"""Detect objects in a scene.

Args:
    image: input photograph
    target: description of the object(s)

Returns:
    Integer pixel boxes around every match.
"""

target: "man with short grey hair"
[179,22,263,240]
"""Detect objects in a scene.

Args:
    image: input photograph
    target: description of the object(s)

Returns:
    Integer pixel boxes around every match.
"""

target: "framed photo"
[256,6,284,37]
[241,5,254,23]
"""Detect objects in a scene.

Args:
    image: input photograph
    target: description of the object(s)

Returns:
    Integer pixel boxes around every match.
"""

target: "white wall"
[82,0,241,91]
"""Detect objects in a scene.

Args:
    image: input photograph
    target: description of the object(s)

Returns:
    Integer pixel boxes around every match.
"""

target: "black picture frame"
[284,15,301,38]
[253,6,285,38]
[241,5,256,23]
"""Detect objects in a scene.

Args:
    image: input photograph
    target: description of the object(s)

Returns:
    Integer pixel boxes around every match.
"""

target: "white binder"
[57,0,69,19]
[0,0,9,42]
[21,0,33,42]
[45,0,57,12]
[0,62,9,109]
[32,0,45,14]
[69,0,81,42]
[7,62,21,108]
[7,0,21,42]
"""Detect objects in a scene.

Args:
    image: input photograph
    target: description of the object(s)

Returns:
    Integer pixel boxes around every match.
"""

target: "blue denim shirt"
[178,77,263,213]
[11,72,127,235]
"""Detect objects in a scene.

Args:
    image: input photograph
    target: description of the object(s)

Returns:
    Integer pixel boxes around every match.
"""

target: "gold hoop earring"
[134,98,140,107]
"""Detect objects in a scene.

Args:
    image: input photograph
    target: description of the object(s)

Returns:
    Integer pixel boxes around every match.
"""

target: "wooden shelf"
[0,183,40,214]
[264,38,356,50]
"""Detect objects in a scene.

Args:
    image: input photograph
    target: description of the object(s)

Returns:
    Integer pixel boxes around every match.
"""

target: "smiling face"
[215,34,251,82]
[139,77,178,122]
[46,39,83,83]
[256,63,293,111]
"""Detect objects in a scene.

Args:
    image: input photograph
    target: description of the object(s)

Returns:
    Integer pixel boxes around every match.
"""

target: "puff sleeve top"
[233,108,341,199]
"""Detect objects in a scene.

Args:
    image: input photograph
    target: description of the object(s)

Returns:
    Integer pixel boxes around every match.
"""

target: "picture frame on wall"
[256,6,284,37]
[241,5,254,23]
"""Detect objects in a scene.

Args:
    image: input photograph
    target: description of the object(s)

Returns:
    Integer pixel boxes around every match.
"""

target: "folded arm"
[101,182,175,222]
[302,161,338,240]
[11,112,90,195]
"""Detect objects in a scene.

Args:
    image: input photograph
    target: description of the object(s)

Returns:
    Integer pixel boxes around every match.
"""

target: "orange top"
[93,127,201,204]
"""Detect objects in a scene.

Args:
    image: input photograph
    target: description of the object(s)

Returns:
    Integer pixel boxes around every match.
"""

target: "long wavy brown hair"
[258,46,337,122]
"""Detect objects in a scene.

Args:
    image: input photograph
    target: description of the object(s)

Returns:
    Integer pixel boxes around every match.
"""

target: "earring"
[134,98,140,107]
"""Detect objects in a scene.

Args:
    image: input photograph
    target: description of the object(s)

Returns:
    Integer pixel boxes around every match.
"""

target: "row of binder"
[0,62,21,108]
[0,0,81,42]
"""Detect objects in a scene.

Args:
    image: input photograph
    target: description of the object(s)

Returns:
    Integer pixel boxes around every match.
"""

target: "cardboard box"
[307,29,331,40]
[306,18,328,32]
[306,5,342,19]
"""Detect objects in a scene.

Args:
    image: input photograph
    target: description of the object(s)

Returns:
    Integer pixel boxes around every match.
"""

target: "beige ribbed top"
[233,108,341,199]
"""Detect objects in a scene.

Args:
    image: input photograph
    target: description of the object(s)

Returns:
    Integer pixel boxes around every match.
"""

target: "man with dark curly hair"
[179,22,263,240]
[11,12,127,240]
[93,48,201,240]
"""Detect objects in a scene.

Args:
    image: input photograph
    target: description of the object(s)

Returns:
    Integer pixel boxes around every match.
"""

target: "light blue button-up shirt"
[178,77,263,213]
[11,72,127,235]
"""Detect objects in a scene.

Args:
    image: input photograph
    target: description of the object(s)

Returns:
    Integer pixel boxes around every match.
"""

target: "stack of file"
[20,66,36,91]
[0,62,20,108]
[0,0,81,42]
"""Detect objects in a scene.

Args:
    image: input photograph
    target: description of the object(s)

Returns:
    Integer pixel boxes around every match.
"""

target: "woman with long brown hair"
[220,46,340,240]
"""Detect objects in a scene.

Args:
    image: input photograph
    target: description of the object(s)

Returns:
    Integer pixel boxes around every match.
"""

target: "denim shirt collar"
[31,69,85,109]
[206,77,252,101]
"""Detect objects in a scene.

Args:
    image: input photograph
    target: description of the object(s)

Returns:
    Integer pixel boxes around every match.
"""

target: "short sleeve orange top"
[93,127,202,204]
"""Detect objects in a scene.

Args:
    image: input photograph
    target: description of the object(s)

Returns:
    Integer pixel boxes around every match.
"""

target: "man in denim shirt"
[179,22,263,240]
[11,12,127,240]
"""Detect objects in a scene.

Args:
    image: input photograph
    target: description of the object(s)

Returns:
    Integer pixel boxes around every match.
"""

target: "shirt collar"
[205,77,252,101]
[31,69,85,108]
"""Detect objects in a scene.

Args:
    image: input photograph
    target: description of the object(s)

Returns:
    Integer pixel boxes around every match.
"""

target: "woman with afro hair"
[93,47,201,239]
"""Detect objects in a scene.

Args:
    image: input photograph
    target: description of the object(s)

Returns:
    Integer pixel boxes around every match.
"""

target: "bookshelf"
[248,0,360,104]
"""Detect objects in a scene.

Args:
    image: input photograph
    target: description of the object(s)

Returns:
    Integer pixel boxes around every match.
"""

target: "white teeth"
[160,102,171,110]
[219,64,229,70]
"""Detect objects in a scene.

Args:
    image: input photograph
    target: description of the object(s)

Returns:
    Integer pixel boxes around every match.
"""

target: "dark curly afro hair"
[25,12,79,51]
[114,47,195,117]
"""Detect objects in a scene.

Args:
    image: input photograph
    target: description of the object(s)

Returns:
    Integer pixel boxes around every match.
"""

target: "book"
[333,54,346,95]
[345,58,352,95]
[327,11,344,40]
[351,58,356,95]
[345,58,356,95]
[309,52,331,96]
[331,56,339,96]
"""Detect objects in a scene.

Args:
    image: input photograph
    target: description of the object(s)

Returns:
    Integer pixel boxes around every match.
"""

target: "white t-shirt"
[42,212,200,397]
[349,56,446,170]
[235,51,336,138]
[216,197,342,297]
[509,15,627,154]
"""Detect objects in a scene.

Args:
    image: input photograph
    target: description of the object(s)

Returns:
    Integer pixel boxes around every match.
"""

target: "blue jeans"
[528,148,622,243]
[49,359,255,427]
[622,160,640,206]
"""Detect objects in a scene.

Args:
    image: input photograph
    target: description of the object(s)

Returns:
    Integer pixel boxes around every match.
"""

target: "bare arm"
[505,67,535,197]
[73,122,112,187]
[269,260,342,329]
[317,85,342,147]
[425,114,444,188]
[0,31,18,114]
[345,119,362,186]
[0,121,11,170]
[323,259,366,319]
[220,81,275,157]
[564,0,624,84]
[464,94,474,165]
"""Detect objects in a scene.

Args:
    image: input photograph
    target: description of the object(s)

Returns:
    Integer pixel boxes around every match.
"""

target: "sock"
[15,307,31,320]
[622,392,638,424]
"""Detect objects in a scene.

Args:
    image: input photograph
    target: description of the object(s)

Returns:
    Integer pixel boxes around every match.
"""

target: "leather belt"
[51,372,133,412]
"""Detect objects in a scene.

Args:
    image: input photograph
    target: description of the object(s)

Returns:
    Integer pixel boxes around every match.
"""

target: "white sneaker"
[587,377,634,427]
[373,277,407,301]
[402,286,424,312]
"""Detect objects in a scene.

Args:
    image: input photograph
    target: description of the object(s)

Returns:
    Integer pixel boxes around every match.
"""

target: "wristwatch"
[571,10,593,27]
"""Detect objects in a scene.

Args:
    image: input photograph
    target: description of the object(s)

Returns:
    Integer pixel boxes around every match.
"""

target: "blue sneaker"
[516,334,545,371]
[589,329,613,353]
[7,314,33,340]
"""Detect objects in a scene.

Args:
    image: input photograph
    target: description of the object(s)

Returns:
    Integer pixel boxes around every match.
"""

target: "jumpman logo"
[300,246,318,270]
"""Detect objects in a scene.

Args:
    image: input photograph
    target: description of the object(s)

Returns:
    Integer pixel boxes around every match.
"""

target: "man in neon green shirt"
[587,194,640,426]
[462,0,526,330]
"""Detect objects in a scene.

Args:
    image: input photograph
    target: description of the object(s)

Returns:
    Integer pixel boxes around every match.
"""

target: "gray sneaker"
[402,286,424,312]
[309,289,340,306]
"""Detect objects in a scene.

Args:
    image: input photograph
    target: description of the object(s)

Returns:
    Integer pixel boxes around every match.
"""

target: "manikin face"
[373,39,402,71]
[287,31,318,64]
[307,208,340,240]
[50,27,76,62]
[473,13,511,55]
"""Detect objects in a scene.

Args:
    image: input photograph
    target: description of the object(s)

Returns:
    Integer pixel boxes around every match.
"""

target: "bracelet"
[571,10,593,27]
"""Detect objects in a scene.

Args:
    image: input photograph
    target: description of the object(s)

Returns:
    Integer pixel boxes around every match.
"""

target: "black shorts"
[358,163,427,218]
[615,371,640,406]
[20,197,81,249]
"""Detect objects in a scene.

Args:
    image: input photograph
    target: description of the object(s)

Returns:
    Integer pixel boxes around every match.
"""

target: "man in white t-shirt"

____

◆ DIRECTIONS FOR THIS TASK
Pick out every line in the material above that contains the word "black" and copy each one.

◆ OUTPUT FOR THIS EXERCISE
target: "black picture frame"
target: "black shorts"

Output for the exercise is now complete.